Dataset content:

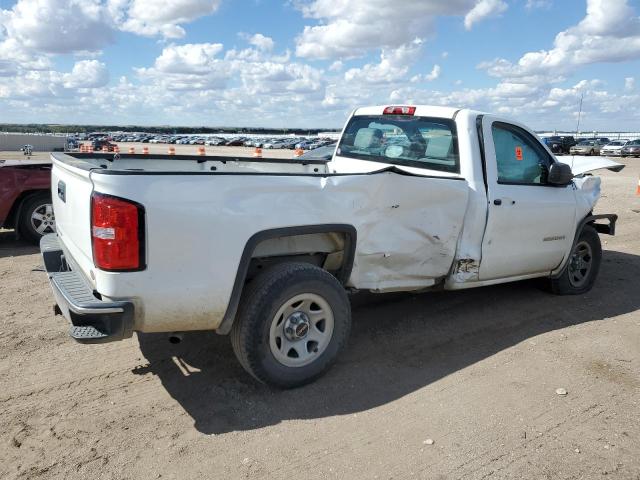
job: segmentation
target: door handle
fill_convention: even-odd
[[[516,201],[515,201],[515,200],[513,200],[513,199],[511,199],[511,198],[505,198],[505,199],[504,199],[504,201],[505,201],[508,205],[515,205],[515,204],[516,204]],[[498,205],[498,206],[502,205],[502,198],[496,198],[496,199],[493,201],[493,204],[494,204],[494,205]]]
[[[493,201],[493,204],[494,204],[494,205],[502,205],[502,199],[500,199],[500,198],[496,198],[496,199]]]

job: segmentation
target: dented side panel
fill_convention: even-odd
[[[135,328],[142,331],[217,328],[243,249],[263,230],[353,225],[357,245],[349,286],[377,291],[431,286],[450,271],[468,203],[464,180],[394,171],[339,176],[96,172],[92,180],[95,191],[146,208],[147,269],[94,272],[103,296],[136,299],[136,311],[142,313]],[[168,192],[180,192],[179,200]],[[277,245],[261,248],[268,255]]]

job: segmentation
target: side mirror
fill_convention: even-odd
[[[549,168],[549,175],[547,176],[547,183],[556,185],[558,187],[564,187],[569,185],[573,180],[573,172],[571,167],[566,163],[554,162]]]

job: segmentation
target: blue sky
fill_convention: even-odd
[[[0,122],[339,127],[425,103],[640,130],[636,0],[0,0]]]

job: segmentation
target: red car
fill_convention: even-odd
[[[55,231],[51,163],[0,160],[0,227],[32,243]]]

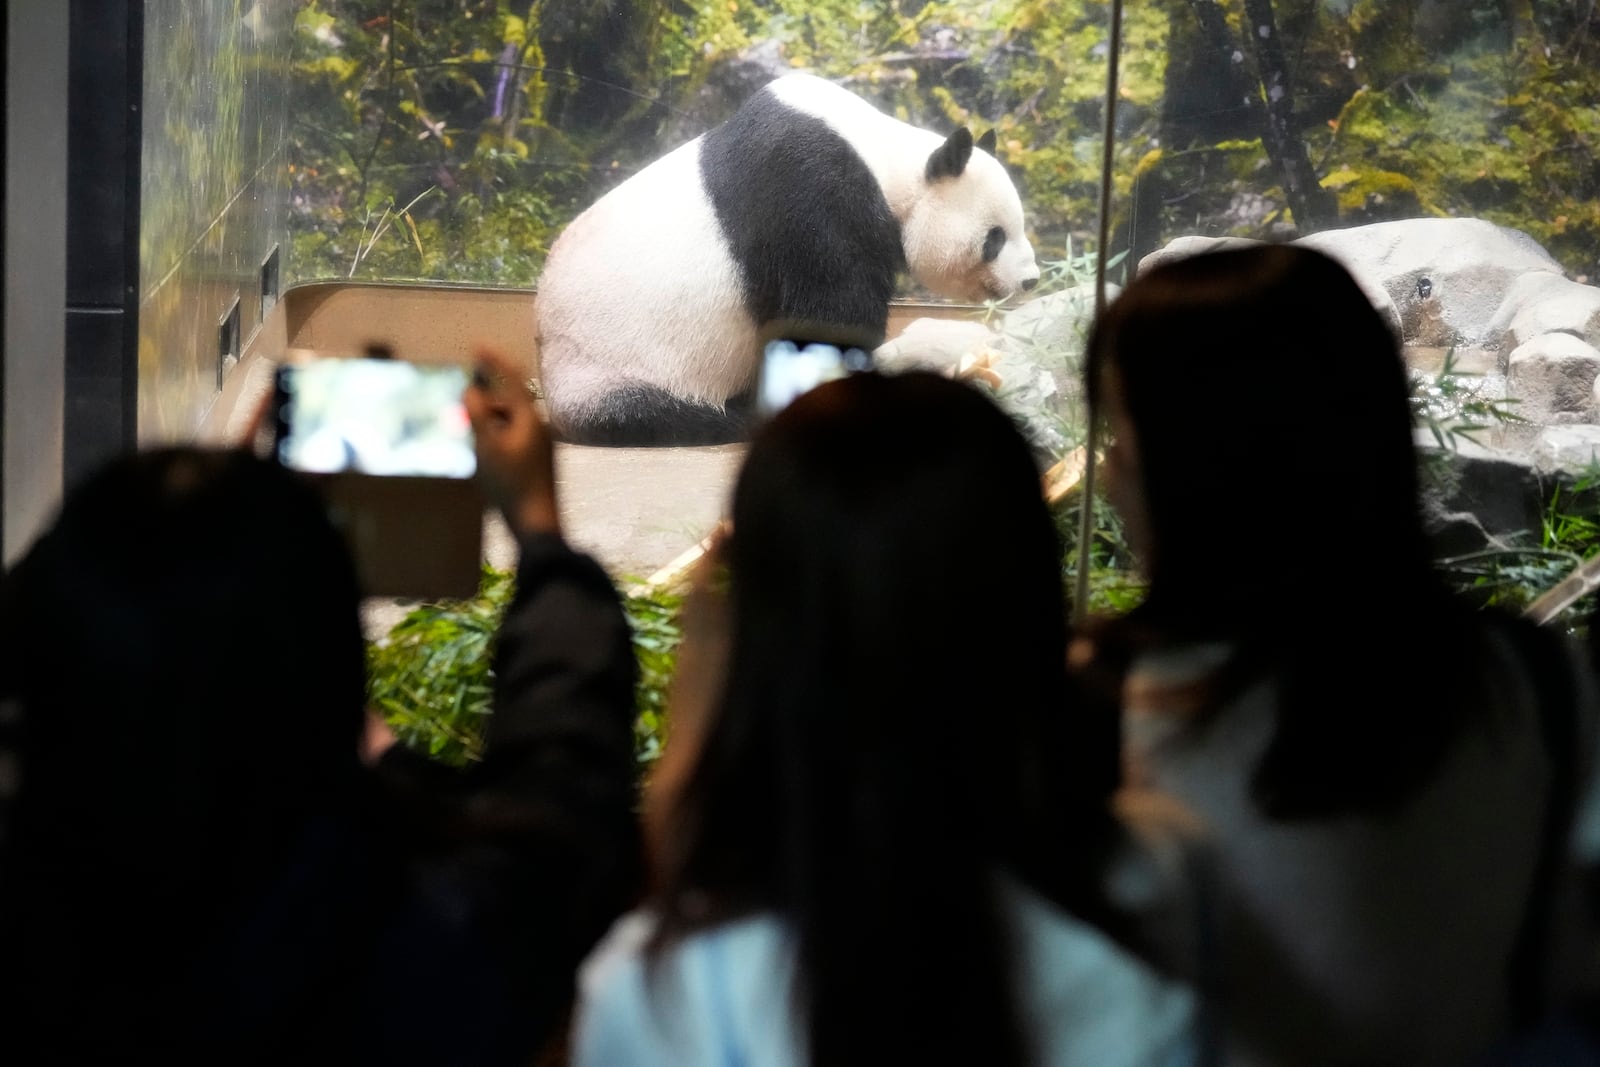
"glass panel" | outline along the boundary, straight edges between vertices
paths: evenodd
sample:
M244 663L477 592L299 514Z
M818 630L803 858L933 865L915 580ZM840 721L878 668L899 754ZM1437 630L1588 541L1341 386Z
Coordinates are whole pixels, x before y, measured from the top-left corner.
M987 202L942 209L953 220L948 232L964 235L959 249L940 245L958 243L940 236L931 252L919 251L913 225L901 219L896 240L913 269L902 272L893 341L880 358L986 384L1023 420L1048 465L1084 432L1077 354L1094 303L1109 14L1104 0L308 2L295 28L295 232L286 262L300 282L538 286L549 306L546 258L580 212L727 120L774 78L819 74L910 126L941 138L965 126L993 144L1004 168L995 173L1020 197L1024 224L995 240L992 270L1025 240L1035 260L1028 277L1013 266L1010 283L985 299L983 289L946 284L928 267L947 251L979 264L990 237ZM1159 68L1164 20L1141 12L1134 28L1130 50L1144 57L1143 69ZM986 134L993 142L981 140ZM872 135L854 147L872 157L880 181L892 171L921 180L929 149L913 158L891 152L894 143ZM780 195L770 184L769 195ZM680 182L652 191L651 202L671 218L685 198L704 195ZM697 271L693 251L643 230L618 240L595 268L593 300L574 298L574 314L598 317L602 304L614 305L607 314L635 327L635 310L617 310L627 300L617 293L634 286L618 283L613 268L653 255L665 270ZM1031 292L998 299L1033 282L1035 270ZM545 342L541 381L561 426ZM753 382L752 369L724 395ZM604 462L598 453L568 454L574 471ZM713 468L716 479L730 470L723 459L708 460ZM720 507L722 487L710 499L711 510ZM692 525L692 544L702 520L633 526Z
M1396 219L1520 229L1600 271L1600 17L1528 0L1133 5L1118 220L1294 237Z
M1594 4L1169 0L1127 18L1113 248L1128 264L1220 238L1305 241L1341 259L1400 332L1419 427L1453 477L1471 441L1507 470L1592 465ZM1548 572L1525 592L1600 546L1596 504L1570 482L1543 516L1514 503L1548 493L1531 474L1476 503L1434 488L1476 511L1493 544L1518 546L1469 581L1498 582L1501 564ZM1552 514L1588 526L1568 524L1563 541Z
M138 419L145 443L195 432L240 346L265 318L262 263L287 241L291 11L246 6L144 5Z

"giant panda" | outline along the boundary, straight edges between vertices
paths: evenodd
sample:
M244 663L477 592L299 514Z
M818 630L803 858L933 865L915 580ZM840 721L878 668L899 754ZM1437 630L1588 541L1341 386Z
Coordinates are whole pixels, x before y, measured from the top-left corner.
M556 240L535 309L561 439L736 440L769 324L881 341L902 270L956 300L1038 282L1022 202L966 128L901 122L789 74L601 197Z

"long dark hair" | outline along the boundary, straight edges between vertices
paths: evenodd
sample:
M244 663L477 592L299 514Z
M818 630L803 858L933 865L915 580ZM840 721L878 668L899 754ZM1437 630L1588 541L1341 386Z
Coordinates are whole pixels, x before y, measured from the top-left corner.
M785 919L814 1064L1026 1062L994 878L1097 914L1117 773L1114 727L1066 699L1026 442L935 375L819 387L752 443L728 565L726 690L669 816L658 944Z
M1360 286L1289 245L1168 262L1096 324L1086 376L1097 418L1113 383L1125 405L1151 541L1148 598L1109 643L1232 643L1213 703L1276 678L1265 810L1412 795L1473 703L1418 665L1473 628L1430 564L1405 367Z
M132 455L68 496L0 595L8 1036L92 1059L203 1028L176 991L204 989L308 822L354 803L359 603L316 493L248 454Z

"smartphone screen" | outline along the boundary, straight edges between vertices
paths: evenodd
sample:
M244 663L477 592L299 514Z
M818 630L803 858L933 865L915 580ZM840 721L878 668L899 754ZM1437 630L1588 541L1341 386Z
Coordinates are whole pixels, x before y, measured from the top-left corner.
M865 348L777 338L767 342L762 357L756 404L771 415L823 382L871 369L872 353Z
M319 359L277 375L278 461L314 474L469 478L467 371L396 359Z

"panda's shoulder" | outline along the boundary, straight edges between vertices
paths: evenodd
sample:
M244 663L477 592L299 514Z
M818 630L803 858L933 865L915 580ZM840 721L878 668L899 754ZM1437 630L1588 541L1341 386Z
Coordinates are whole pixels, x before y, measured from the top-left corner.
M790 74L779 75L769 81L763 88L773 97L791 105L809 102L838 104L841 101L848 101L863 107L871 106L842 85L836 85L827 78L808 74L805 71L794 71Z
M867 101L826 78L795 72L775 78L762 87L756 99L824 120L882 121L886 116Z

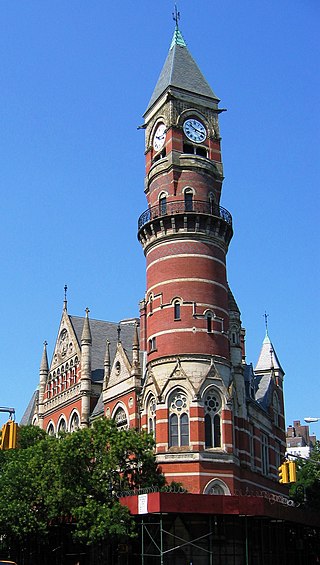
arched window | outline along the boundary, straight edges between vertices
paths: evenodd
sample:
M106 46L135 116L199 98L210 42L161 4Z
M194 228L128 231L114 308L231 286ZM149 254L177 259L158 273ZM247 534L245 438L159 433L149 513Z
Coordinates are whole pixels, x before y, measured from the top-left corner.
M127 415L121 406L116 410L116 413L113 417L118 430L127 430L128 429L128 420Z
M76 430L79 429L79 427L80 427L79 415L76 412L74 412L70 420L70 432L75 432Z
M210 389L204 398L204 427L205 446L221 447L221 398L213 389Z
M156 400L154 396L148 402L148 432L156 439Z
M186 188L184 191L184 209L186 212L193 210L193 191L191 188Z
M211 312L208 312L208 313L206 314L206 319L207 319L207 333L208 333L208 334L211 334L211 333L212 333L212 318L213 318L212 313L211 313Z
M64 418L61 418L59 425L58 425L58 434L64 433L67 431L67 424Z
M54 425L52 422L50 422L48 429L47 429L47 434L49 436L54 436L55 432L54 432Z
M204 489L204 494L230 494L230 490L227 487L226 483L220 481L219 479L213 479L210 481Z
M174 309L174 319L180 320L181 319L181 305L180 305L179 300L174 301L173 309Z
M213 192L209 193L210 214L214 215L216 212L216 200Z
M167 196L163 193L159 197L159 213L161 216L167 213Z
M169 447L187 445L189 445L188 397L182 390L177 390L169 400Z

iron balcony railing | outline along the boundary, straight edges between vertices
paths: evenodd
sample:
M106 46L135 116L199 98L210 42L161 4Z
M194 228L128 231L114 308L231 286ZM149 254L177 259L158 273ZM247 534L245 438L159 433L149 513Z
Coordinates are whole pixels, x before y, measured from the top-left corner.
M212 202L206 202L204 200L192 200L192 202L172 200L171 202L159 202L157 206L152 206L145 210L138 220L138 229L140 230L142 226L161 216L172 216L173 214L184 213L208 214L209 216L221 218L232 226L232 216L230 212L222 206L217 206L212 204Z

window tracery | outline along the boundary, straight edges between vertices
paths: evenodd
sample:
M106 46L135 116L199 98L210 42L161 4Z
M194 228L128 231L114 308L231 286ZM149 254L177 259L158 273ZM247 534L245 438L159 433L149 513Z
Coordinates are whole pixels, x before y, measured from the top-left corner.
M189 402L182 390L169 399L169 447L189 445Z
M221 398L214 390L210 389L204 398L204 426L205 446L221 447Z
M118 430L127 430L128 429L128 420L127 420L127 415L124 411L124 409L119 406L119 408L116 410L115 415L113 417L117 429Z
M148 402L148 432L156 438L156 399L151 396Z

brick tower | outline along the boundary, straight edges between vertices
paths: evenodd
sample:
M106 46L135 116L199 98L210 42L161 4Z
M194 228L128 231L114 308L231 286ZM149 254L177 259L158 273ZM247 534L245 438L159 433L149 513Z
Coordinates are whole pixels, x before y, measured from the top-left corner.
M210 483L217 456L221 475L228 469L228 477L216 487L233 488L230 390L237 380L232 361L241 365L242 357L240 315L226 273L232 218L220 206L218 103L176 25L144 114L148 209L138 224L147 271L142 421L156 433L167 477L197 492ZM238 381L243 389L243 379ZM244 389L238 392L243 404Z

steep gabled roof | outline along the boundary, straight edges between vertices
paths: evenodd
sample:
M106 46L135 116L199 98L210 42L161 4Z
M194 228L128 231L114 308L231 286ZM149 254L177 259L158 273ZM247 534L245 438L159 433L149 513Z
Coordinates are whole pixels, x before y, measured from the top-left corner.
M219 101L219 98L214 94L197 63L190 55L182 34L177 28L173 34L168 56L146 112L150 110L158 98L170 87L192 92L200 96L206 96L216 102Z
M73 329L77 336L77 340L81 343L83 324L85 318L80 316L70 316ZM132 343L134 340L135 324L120 324L120 339L123 348L126 350L128 358L132 358ZM114 358L118 343L118 324L115 322L104 322L102 320L93 320L90 318L90 330L92 336L91 350L91 370L93 381L103 381L104 374L104 356L106 353L106 340L110 342L110 357Z

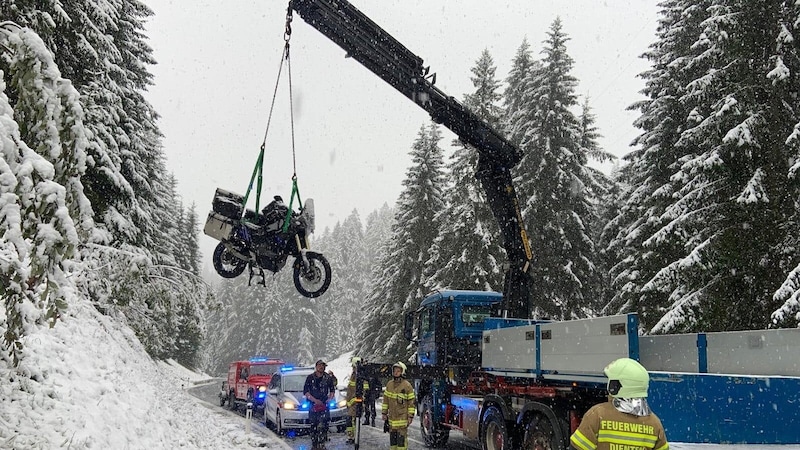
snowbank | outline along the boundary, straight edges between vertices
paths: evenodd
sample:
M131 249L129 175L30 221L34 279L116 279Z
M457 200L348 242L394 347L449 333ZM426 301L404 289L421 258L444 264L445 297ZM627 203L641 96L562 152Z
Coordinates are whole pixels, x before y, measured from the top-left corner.
M204 374L154 362L130 328L88 302L24 345L28 377L0 362L0 448L286 448L203 406L182 387Z

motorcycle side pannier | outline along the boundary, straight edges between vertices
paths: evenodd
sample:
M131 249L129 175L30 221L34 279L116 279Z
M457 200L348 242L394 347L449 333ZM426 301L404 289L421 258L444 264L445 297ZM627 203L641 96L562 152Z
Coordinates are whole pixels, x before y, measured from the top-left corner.
M239 220L244 210L244 196L217 188L211 209L215 213L233 220Z
M203 233L218 241L223 241L231 238L235 224L235 220L211 211L208 213L206 225L203 227Z

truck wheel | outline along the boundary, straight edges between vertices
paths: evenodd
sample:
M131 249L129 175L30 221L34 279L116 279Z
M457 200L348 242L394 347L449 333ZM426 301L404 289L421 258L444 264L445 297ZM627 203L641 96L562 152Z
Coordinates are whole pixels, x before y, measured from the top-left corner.
M219 396L219 406L225 406L225 400L227 397L223 397L222 395Z
M490 406L481 421L481 449L510 450L511 435L508 433L503 413L496 406Z
M523 450L552 450L564 448L561 432L557 424L544 414L532 414L525 424L525 435L522 439Z
M422 399L422 407L420 409L419 429L425 446L441 448L447 445L450 430L443 428L434 418L433 398L430 395L426 395Z
M233 396L233 392L228 392L228 408L236 411L236 398Z

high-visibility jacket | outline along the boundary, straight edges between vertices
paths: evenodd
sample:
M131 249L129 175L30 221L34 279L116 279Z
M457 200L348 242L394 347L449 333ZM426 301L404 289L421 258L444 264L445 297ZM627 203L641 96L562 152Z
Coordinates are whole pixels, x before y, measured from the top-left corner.
M392 428L405 428L417 413L414 388L404 378L392 379L383 391L381 414L386 414Z
M356 382L364 383L364 386L361 388L361 396L362 398L367 395L369 391L369 381L365 378L358 378L353 375L350 375L350 382L347 383L347 412L351 416L356 415Z
M669 450L661 420L655 414L635 416L617 410L611 402L592 406L570 438L578 450L641 448Z

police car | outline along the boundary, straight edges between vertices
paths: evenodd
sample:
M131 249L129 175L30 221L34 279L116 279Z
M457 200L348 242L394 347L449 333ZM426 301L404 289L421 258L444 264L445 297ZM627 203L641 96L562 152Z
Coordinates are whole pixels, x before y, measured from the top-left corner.
M274 426L278 434L287 430L308 429L308 411L311 402L303 396L306 378L314 372L313 367L283 367L272 375L267 387L264 403L264 424ZM329 427L344 432L347 428L347 401L340 393L328 402Z

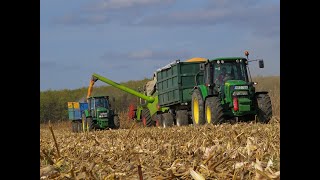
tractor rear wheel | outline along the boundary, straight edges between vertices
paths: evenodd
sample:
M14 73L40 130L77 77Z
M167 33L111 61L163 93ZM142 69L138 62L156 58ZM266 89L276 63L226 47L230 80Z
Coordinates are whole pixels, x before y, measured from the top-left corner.
M118 116L113 117L113 123L114 123L114 128L119 129L120 128L120 120Z
M268 123L272 118L272 104L268 94L258 94L257 99L257 117L261 123Z
M88 117L87 118L87 120L86 120L86 125L87 125L87 127L86 127L86 129L87 129L87 131L92 131L94 128L93 128L93 120L92 120L92 118L91 117Z
M81 120L81 130L82 132L87 131L87 118L84 114L82 115L82 120Z
M177 126L189 125L187 110L179 110L176 112L176 124L177 124Z
M162 114L162 127L167 128L173 126L173 115L171 113Z
M198 89L195 89L192 93L192 103L191 103L191 111L192 111L192 122L193 125L198 126L205 124L204 120L204 102L202 95Z
M224 122L225 117L223 108L218 97L208 97L205 103L206 122L208 124L220 124Z
M153 125L150 111L147 108L144 108L141 112L141 120L144 127L150 127Z

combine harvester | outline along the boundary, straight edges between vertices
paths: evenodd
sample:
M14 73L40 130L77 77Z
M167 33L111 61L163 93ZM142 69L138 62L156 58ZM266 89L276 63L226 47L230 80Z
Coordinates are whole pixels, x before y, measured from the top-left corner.
M145 126L219 124L231 119L268 123L272 117L268 92L256 92L249 71L249 52L244 57L176 60L154 73L145 93L93 74L90 85L100 80L146 101L131 113ZM259 67L264 68L263 60ZM257 117L257 118L256 118Z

What you will do:
List all lines above in which the string "panda" appears.

Exercise result:
"giant panda" | outline along the boundary, straight edges between vertices
"panda's shoulder" | outline along the boundary, straight edges between vertices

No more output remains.